• **TRECHO PARA LEITURA**
>>>>>

Título: Abrir-se para sobreviver
Autor: de Andrade , Robson Braga
Fonte: Valor Econômico, 08/01/2008, Opinião, p. A10

O acesso ao mercado de capitais constitui hoje importante vantagem competitiva para um grupo selecionado de empresas de médio e grande porte. Os benefícios são muitos: além de se aproveitar do bom momento vivido pela Bolsa de Valores de São Paulo (Bovespa), essas companhias se capitalizam, conseguem reduzir seus níveis de endividamento, melhoram sua imagem institucional e abrem espaço para a profissionalização de sua gestão. Por tudo isso, a Federação das Indústrias de Minas Gerais (Fiemg) decidiu agir no sentido de estimular a abertura de capital de empresas mineiras, iniciativa com grande potencial para fortalecer a competitividade do setor produtivo do Estado.

Para iniciar esse processo, a Fiemg firmou convênio com a Bovespa e a Fundação Dom Cabral (FDC) para pesquisar e identificar o estágio atual de gestão e governança de empresas de médio e grande porte, de controle familiar e com matriz em Minas Gerais. O objetivo foi captar a disposição e o potencial dessa amostra para acessar o mercado de capitais, em suas múltiplas modalidades, sobretudo por meio da abertura de capital.

Os resultados da pesquisa são muito positivos. Mostram que as médias e grandes empresas mineiras, na sua maioria, já adotam boas práticas de gestão e governança, estão confiantes e bem posicionadas em seus mercados, fazem uso do planejamento como instrumento de construção das estratégias de médio e longo prazo, adotam metodologias adequadas na análise e decisão de investimentos e estão propensas a desenvolver programas de abertura de capital.

De acordo com o trabalho, 36% das empresas pesquisadas estão dispostas a seguir esse caminho e, ao mesmo tempo, estão bem preparadas para fazê-lo, adotando práticas de gestão e governança mais próximas daquelas preconizadas pelo mercado. A pesquisa revelou também que 23% das companhias, ainda que precisem melhorar sua gestão, governança e cultura para um processo de abertura de capital, têm interesse e disposição para financiar seu crescimento por esta via.

As empresas com maior potencial para acessar o mercado de capitais faturam, em média, R$ 384 milhões e têm planos de investimentos focados no crescimento do negócio. Isso significa, portanto, maior geração de caixa e, certamente, aumento de valor da companhia, condição básica para a atratividade perante o mercado de capitais.

<<<<<

• **ETAPAS DO EXERCÍCIO**
a. Responda com base no artigo sobre abertura de capital:
(i) Com quais instituições a Fiemg firmou convênio para fazer a pesquisa?
(ii) Que percentual das empresas pesquisadas está disposto a abrir capital e já está bem preparado para isso?
(iii) Quanto faturam, em média, as empresas com maior potencial para acessar o mercado de capitais?
b. Prossiga o artigo sobre abertura de capital a partir do ponto em que ele termina.

(Algumas entradas)
>>>>>

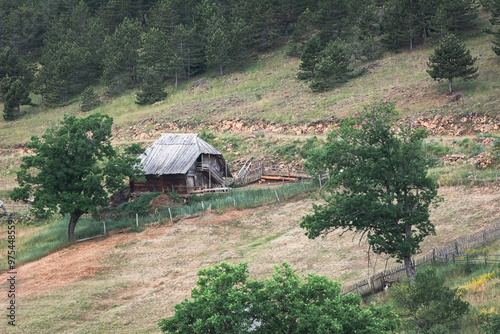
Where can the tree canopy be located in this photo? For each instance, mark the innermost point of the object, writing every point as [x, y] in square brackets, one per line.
[74, 168]
[428, 305]
[225, 301]
[378, 184]
[77, 44]
[451, 59]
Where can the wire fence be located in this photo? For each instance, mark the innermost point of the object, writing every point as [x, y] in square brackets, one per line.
[455, 252]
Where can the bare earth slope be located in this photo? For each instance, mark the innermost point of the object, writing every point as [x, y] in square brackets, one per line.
[127, 282]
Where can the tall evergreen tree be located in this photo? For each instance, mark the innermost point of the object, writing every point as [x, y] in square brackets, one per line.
[310, 58]
[153, 67]
[304, 29]
[16, 77]
[399, 24]
[121, 56]
[451, 59]
[332, 19]
[333, 67]
[219, 45]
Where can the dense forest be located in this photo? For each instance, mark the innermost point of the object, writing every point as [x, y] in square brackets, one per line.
[59, 48]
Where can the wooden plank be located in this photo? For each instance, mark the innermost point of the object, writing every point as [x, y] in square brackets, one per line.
[278, 178]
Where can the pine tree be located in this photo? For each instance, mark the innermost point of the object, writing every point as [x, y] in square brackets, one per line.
[16, 77]
[153, 67]
[219, 44]
[152, 88]
[332, 18]
[310, 58]
[451, 59]
[333, 67]
[17, 95]
[463, 13]
[90, 99]
[121, 56]
[303, 31]
[496, 42]
[399, 23]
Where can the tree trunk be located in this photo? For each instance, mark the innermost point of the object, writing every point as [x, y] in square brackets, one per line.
[73, 219]
[410, 271]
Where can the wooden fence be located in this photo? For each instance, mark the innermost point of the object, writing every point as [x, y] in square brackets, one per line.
[453, 252]
[8, 185]
[15, 208]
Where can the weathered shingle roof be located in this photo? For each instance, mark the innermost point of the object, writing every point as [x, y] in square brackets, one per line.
[174, 153]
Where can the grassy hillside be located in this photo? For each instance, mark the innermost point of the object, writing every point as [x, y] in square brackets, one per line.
[130, 281]
[268, 89]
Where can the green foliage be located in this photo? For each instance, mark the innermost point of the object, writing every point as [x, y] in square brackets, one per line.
[496, 43]
[386, 193]
[74, 168]
[451, 59]
[333, 67]
[16, 77]
[90, 99]
[152, 88]
[310, 58]
[428, 305]
[121, 56]
[226, 302]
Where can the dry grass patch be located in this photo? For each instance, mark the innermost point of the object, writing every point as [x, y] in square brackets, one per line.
[138, 278]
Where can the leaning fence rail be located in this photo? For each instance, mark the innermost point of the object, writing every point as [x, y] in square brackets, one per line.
[455, 251]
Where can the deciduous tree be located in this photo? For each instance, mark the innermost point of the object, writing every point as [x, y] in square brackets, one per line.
[378, 185]
[226, 302]
[74, 168]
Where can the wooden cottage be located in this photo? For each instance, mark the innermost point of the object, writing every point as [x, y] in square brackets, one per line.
[181, 162]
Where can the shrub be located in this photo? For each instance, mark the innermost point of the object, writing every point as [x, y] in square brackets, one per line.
[427, 305]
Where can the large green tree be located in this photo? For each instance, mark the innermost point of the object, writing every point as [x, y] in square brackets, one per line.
[378, 185]
[74, 168]
[451, 59]
[225, 301]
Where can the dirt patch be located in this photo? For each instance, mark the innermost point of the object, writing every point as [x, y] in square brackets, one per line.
[163, 200]
[68, 266]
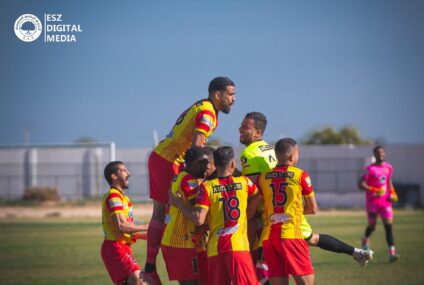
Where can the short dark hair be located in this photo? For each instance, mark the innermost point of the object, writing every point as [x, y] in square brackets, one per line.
[192, 155]
[223, 155]
[285, 147]
[260, 120]
[209, 150]
[377, 147]
[111, 168]
[219, 84]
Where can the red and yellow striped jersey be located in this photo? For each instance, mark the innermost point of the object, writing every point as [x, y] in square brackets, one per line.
[200, 117]
[226, 200]
[179, 229]
[283, 189]
[115, 202]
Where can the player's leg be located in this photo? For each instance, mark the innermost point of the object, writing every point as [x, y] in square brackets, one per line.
[134, 278]
[119, 261]
[253, 238]
[279, 280]
[304, 279]
[386, 214]
[218, 270]
[160, 176]
[372, 221]
[242, 268]
[277, 264]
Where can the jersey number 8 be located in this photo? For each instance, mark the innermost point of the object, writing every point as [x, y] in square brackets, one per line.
[231, 208]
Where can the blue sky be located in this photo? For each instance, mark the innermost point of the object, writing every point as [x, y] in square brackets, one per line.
[138, 64]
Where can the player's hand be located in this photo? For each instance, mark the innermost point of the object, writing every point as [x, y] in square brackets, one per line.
[379, 191]
[200, 237]
[262, 272]
[139, 235]
[393, 195]
[175, 200]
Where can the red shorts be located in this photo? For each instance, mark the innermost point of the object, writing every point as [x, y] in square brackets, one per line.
[119, 260]
[184, 263]
[287, 256]
[384, 210]
[161, 173]
[233, 266]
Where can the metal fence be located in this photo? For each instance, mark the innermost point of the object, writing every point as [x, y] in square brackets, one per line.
[77, 173]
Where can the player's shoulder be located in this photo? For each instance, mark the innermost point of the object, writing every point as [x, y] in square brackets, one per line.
[387, 164]
[204, 104]
[113, 193]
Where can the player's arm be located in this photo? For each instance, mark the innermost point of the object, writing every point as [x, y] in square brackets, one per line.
[198, 139]
[363, 184]
[124, 226]
[393, 195]
[310, 207]
[196, 215]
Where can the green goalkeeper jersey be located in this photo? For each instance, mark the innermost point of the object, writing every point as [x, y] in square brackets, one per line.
[257, 157]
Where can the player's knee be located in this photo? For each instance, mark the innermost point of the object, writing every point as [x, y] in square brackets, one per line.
[388, 227]
[134, 279]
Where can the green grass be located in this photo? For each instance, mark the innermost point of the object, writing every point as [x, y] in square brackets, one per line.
[67, 251]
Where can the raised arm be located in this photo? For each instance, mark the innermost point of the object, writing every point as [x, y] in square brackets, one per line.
[197, 215]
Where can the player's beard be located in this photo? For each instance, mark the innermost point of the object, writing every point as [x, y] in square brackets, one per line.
[226, 108]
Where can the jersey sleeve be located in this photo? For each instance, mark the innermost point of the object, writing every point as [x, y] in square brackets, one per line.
[251, 187]
[189, 187]
[114, 203]
[305, 182]
[253, 165]
[202, 199]
[204, 121]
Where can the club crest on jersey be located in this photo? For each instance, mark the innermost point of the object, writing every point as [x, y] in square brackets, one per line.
[192, 184]
[115, 203]
[227, 231]
[207, 120]
[224, 188]
[308, 181]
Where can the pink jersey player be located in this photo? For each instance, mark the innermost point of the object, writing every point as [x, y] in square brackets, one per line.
[379, 177]
[380, 193]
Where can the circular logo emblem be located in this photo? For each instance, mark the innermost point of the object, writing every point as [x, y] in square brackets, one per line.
[28, 28]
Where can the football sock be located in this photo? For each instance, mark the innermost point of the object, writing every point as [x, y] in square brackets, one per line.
[332, 244]
[154, 236]
[389, 235]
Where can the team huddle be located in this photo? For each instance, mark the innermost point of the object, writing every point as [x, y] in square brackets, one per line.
[216, 224]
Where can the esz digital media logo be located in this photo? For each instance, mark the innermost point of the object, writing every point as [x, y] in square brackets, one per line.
[28, 28]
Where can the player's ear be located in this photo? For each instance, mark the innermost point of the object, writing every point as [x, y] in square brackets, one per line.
[233, 164]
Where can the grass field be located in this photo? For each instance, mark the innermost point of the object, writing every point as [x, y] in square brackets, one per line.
[67, 251]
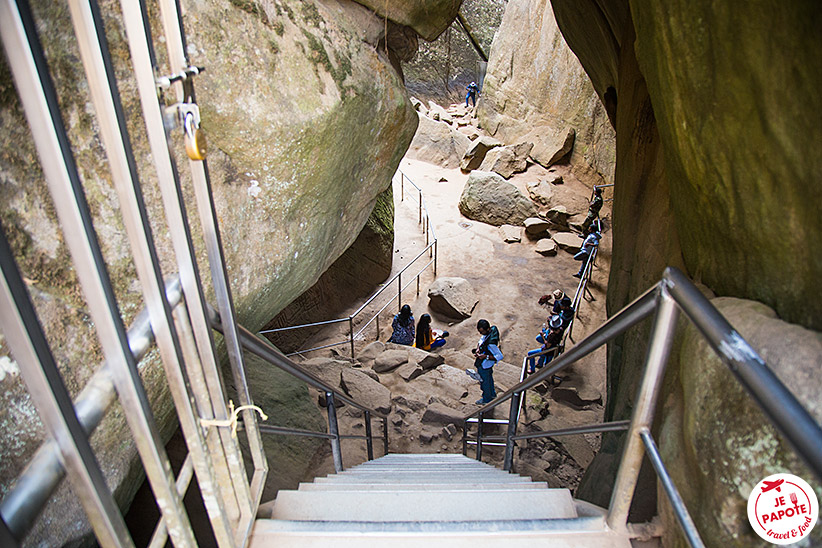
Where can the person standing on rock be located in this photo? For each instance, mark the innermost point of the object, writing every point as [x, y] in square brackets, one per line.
[403, 327]
[487, 353]
[473, 90]
[427, 338]
[591, 241]
[593, 209]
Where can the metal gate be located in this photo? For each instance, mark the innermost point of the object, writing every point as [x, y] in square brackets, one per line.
[180, 324]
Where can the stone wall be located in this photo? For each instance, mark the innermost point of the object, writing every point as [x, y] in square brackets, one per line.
[306, 118]
[711, 107]
[536, 90]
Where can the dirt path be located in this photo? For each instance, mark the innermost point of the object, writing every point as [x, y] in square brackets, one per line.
[508, 279]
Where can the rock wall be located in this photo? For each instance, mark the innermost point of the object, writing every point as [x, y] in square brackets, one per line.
[536, 90]
[714, 159]
[307, 119]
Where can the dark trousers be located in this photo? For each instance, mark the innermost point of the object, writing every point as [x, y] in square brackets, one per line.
[487, 383]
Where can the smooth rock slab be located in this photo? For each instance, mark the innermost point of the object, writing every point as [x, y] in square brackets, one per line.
[490, 199]
[452, 297]
[510, 234]
[535, 225]
[547, 247]
[390, 359]
[438, 413]
[568, 241]
[366, 391]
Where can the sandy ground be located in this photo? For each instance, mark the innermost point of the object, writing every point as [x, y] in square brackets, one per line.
[508, 279]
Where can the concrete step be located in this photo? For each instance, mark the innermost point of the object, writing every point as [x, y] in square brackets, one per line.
[566, 533]
[410, 506]
[336, 486]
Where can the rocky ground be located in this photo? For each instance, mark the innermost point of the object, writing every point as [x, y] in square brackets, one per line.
[427, 394]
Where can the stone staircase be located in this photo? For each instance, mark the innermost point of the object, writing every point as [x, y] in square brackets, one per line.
[431, 500]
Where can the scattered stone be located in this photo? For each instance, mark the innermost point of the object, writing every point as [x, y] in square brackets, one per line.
[489, 198]
[547, 247]
[568, 241]
[438, 144]
[558, 215]
[570, 396]
[440, 414]
[507, 160]
[371, 351]
[366, 391]
[452, 297]
[541, 192]
[565, 149]
[535, 225]
[427, 437]
[431, 361]
[390, 359]
[409, 371]
[473, 157]
[510, 234]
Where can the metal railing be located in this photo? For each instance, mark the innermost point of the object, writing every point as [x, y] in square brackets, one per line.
[176, 320]
[672, 295]
[396, 282]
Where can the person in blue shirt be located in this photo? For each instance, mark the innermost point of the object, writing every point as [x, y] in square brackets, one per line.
[487, 353]
[473, 90]
[403, 327]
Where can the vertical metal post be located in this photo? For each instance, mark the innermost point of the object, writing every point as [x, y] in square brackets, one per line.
[369, 446]
[385, 436]
[25, 336]
[479, 437]
[658, 351]
[513, 415]
[351, 334]
[334, 430]
[399, 292]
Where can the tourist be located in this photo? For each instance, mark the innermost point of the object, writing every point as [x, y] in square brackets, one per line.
[403, 327]
[593, 209]
[427, 338]
[473, 90]
[566, 312]
[550, 337]
[487, 353]
[591, 241]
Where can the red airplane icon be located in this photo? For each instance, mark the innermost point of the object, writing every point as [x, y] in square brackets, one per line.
[773, 485]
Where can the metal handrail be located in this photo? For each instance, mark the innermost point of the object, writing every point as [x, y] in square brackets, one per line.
[674, 293]
[430, 248]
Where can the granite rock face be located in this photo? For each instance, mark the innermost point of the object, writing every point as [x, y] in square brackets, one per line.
[286, 83]
[537, 91]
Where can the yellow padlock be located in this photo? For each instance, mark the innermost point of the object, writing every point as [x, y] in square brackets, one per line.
[195, 144]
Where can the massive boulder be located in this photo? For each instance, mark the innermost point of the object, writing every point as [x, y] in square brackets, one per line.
[428, 17]
[438, 143]
[489, 198]
[694, 189]
[286, 83]
[452, 297]
[537, 91]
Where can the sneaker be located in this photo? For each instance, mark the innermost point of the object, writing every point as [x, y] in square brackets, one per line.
[473, 374]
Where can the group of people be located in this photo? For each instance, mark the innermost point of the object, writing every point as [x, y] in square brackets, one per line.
[550, 336]
[421, 335]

<<<<<

• **RESULTADOS ESPERADOS**
a.
(i) Com a Bovespa e a Fundação Dom Cabral (FDC).
(ii) 36%.
(iii) R$ 384 milhões.

b.
Essa tendência é fundamental para aumentar a participação de Minas Gerais no cenário do mercado de capitais brasileiro. Apesar de todo seu potencial econômico, o Estado possui apenas 29 empresas com registro ativo na Bovespa ou 6,5% do total de companhias listadas na bolsa, o que lhe confere a 5ª posição dentre as unidades da Federação.

A disparidade entre o potencial econômico e a representação do Estado na Bovespa é um fator de preocupação e reflete uma realidade que não é apenas de Minas Gerais. Segundo a pesquisa Sondagem Industrial Especial CNI, realizada com 1.655 indústrias no último mês de novembro e que avaliou os investimentos realizados pelo setor industrial brasileiro em 2007, a forma de financiamento mais comum entre as empresas foi utilização de recursos próprios (71%), com a emissão de ações registrando uma participação inferior a 1%.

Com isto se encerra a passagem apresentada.